> [How to complete this task]:
Every entry in the data below needs to be repeated exactly.

> [Stored records]:
══════════
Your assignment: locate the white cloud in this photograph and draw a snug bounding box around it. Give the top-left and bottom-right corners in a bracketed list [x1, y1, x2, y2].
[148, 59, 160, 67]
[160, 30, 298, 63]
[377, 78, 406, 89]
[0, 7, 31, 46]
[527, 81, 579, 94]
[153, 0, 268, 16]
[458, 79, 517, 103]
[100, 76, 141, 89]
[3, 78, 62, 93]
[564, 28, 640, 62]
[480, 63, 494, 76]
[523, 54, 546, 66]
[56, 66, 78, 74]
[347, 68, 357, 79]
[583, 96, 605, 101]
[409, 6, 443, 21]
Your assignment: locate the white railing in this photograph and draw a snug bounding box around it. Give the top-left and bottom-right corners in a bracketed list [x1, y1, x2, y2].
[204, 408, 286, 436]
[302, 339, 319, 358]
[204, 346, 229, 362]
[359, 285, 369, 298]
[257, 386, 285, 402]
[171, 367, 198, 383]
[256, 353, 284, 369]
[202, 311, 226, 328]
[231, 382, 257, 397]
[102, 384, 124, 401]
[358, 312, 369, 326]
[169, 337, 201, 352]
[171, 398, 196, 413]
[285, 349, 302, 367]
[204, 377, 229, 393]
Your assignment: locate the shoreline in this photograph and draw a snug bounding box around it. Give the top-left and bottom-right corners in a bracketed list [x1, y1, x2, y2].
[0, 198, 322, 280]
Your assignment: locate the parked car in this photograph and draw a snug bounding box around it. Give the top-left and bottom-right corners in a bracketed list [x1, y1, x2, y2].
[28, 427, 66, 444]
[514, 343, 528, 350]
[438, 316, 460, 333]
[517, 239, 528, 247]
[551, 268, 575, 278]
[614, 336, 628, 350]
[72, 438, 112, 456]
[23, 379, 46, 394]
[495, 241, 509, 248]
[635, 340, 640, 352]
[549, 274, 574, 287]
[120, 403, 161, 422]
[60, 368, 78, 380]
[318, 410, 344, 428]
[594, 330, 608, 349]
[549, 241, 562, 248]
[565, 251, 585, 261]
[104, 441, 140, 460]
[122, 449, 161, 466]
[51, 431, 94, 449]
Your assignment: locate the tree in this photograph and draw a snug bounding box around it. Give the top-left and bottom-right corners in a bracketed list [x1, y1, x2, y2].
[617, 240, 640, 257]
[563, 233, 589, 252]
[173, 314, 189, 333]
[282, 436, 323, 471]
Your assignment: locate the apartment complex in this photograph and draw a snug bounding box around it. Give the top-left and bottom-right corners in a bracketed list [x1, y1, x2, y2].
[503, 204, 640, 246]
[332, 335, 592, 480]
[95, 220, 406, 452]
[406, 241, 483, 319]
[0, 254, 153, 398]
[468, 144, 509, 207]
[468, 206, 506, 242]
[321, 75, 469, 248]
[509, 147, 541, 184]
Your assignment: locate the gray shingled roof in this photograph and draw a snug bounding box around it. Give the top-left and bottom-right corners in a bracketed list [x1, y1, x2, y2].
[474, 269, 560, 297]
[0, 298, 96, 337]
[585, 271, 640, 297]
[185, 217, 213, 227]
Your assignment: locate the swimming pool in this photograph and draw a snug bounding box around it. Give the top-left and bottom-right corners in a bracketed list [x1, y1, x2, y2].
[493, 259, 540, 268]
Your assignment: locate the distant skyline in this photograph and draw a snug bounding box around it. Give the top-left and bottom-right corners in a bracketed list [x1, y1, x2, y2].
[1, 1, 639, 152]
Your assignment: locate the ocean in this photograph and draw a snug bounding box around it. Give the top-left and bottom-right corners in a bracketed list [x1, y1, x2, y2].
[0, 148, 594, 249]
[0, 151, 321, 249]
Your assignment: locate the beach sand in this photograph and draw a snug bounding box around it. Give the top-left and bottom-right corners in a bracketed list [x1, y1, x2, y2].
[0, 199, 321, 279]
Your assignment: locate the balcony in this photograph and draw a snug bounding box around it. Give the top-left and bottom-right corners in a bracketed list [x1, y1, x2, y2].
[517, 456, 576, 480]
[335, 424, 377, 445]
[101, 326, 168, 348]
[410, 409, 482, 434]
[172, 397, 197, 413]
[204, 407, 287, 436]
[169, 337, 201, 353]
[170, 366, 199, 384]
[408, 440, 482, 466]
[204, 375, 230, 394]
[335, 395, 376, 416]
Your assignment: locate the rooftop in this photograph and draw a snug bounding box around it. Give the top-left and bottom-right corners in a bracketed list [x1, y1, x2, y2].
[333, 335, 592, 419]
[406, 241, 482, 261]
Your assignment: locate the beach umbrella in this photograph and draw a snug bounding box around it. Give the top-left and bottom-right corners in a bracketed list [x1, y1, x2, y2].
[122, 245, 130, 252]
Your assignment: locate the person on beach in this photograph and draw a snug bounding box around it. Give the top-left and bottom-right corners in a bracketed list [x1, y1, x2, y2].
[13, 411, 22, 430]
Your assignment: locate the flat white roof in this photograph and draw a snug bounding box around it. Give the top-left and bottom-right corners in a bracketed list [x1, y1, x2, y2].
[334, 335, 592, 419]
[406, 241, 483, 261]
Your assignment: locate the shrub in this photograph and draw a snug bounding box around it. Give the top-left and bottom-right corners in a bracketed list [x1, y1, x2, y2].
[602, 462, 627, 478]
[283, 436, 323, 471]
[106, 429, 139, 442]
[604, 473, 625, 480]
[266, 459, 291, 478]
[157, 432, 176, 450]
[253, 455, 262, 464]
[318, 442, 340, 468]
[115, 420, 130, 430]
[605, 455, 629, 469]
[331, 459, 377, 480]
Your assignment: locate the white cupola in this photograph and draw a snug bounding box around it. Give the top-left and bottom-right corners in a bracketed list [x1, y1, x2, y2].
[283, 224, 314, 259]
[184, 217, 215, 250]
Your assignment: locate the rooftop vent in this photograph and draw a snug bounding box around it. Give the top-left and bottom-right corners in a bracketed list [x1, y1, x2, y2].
══════════
> [Answer for the task]:
Your assignment: locate the white cloud in this photograph and draw a snug bounding box around it. Give the top-left and bottom-right corners in a bracketed list [x1, y1, x2, y2].
[148, 59, 160, 67]
[160, 30, 298, 63]
[377, 78, 406, 89]
[0, 7, 31, 46]
[527, 81, 579, 94]
[153, 0, 268, 16]
[458, 79, 517, 103]
[100, 76, 141, 89]
[3, 78, 62, 93]
[564, 28, 640, 62]
[480, 63, 494, 76]
[523, 54, 546, 66]
[56, 66, 78, 74]
[347, 68, 357, 79]
[583, 96, 605, 101]
[409, 6, 443, 21]
Your assignment: locate the white railing in this photograph and draw a snug bounding box around it. Give the top-left and bottom-right corners in a bracketed list [x1, y1, x2, y2].
[204, 408, 286, 436]
[302, 339, 319, 358]
[204, 346, 229, 362]
[359, 285, 369, 298]
[257, 386, 285, 402]
[171, 367, 198, 383]
[256, 353, 284, 369]
[202, 311, 226, 328]
[231, 382, 257, 397]
[102, 384, 124, 401]
[358, 312, 369, 326]
[169, 337, 201, 352]
[171, 398, 196, 413]
[285, 349, 302, 367]
[204, 377, 229, 393]
Your assignment: locate the shoreline in this photograph and draw a snug bounding box around it. Give the top-left and bottom-right corners in a bracketed list [x1, y1, x2, y2].
[0, 198, 322, 280]
Your assignment: locate the parked car in this photograph and draw a snug bounding box around it. Give the top-left and bottom-right corners in a bracketed list [x1, y1, x2, y2].
[28, 427, 66, 444]
[514, 343, 528, 350]
[438, 316, 460, 333]
[517, 239, 528, 247]
[551, 268, 575, 278]
[614, 336, 628, 350]
[72, 438, 112, 456]
[23, 379, 46, 394]
[495, 241, 509, 248]
[635, 340, 640, 352]
[549, 274, 574, 287]
[120, 403, 161, 422]
[60, 368, 78, 380]
[318, 410, 344, 428]
[594, 330, 608, 349]
[549, 241, 562, 248]
[565, 251, 585, 261]
[104, 441, 140, 460]
[122, 449, 161, 466]
[51, 431, 94, 449]
Your assignment: locate the tree in this photograph and draw a snug bounding box around it. Give the top-left and bottom-right corners in a bracketed list [x1, y1, x2, y2].
[617, 240, 640, 257]
[563, 233, 589, 252]
[173, 314, 189, 333]
[282, 436, 323, 471]
Your assignment: locate the apartment complex in this photograph and draw a snug bounding box around it. Give the top-left and bottom-right corners in a bracketed list [x1, y1, x2, y2].
[503, 204, 640, 246]
[332, 335, 592, 480]
[95, 220, 406, 452]
[406, 241, 483, 319]
[0, 254, 153, 398]
[468, 144, 509, 207]
[468, 206, 506, 242]
[321, 75, 469, 248]
[509, 147, 541, 184]
Your assignment: locate the gray shingled roof in this photograph and draw a snug bounding box around it. Give the top-left and bottom-right corners in a bracketed list [x1, y1, x2, y2].
[474, 269, 560, 297]
[0, 298, 96, 337]
[585, 271, 640, 297]
[185, 217, 213, 227]
Your assignment: locate the swimming pool in this photograph and draw a snug bounding box around it. Give the top-left and bottom-right corners in a bracketed list [x1, y1, x2, y2].
[493, 259, 540, 268]
Your assignment: locate the distant skyline in this photograph and draw a snug bounding box around it. Give the top-left and bottom-right corners in a bracketed list [x1, y1, x2, y2].
[1, 1, 639, 152]
Your assignment: locate the ocean in this photograph and draw a snug bounding box around it. Give the top-left and bottom-right corners in a bracketed list [x1, y1, x2, y2].
[0, 148, 594, 249]
[0, 151, 321, 249]
Your assignment: locate the beach sand in this photograph and draw a snug bounding box around it. Give the top-left and bottom-right corners in a bracketed list [x1, y1, x2, y2].
[0, 199, 321, 279]
Your assignment: locate the balcony in this photograph and draw a snug bounding box around it. Give the top-left and bottom-right corners in a bracketed list [x1, y1, x2, y2].
[517, 456, 576, 480]
[335, 424, 377, 445]
[101, 326, 168, 348]
[410, 409, 482, 434]
[172, 397, 197, 413]
[204, 407, 287, 436]
[169, 337, 201, 353]
[170, 366, 199, 384]
[408, 440, 482, 466]
[204, 375, 230, 394]
[335, 395, 376, 416]
Your assignment: locate the rooftop in this photograph and draw a snug bounding box around it. Give the top-left and bottom-right corners in a bracketed list [x1, y1, x2, y2].
[333, 335, 592, 419]
[406, 241, 482, 261]
Your assignment: locate the beach umbrella in this photograph and draw a snug bounding box around it. Give the top-left and bottom-right corners in a bracketed list [x1, y1, x2, y2].
[122, 245, 130, 252]
Your assignment: locate the person on beach in this photograph and draw a snug bounding box around it. Give the top-left and bottom-right corners in a bracketed list [x1, y1, x2, y2].
[13, 411, 22, 430]
Your assignment: locate the flat white roof in this photograph and draw a snug bounding box around it. Give the top-left and bottom-right corners in a bracketed list [x1, y1, x2, y2].
[334, 335, 592, 419]
[406, 241, 483, 261]
Your assignment: locate the shrub in this photograph and draw a snug bounding box around it. Give the top-left and bottom-right corners in a bracketed list [x1, y1, x2, y2].
[602, 462, 627, 478]
[283, 436, 323, 471]
[106, 429, 139, 442]
[604, 473, 625, 480]
[266, 459, 291, 478]
[157, 432, 176, 450]
[253, 455, 262, 464]
[318, 442, 340, 468]
[115, 420, 130, 430]
[605, 455, 629, 469]
[331, 459, 377, 480]
Your assignment: locate the white cupola in this photograph and draw a snug bounding box around it. Give the top-left and bottom-right corners in a bracketed list [x1, y1, x2, y2].
[283, 224, 314, 259]
[184, 217, 215, 250]
Your assignment: locate the rooftop vent in this photograph and draw a snug bounding box around it. Give the top-left and bottom-right corners in a bracketed list [x1, y1, x2, y2].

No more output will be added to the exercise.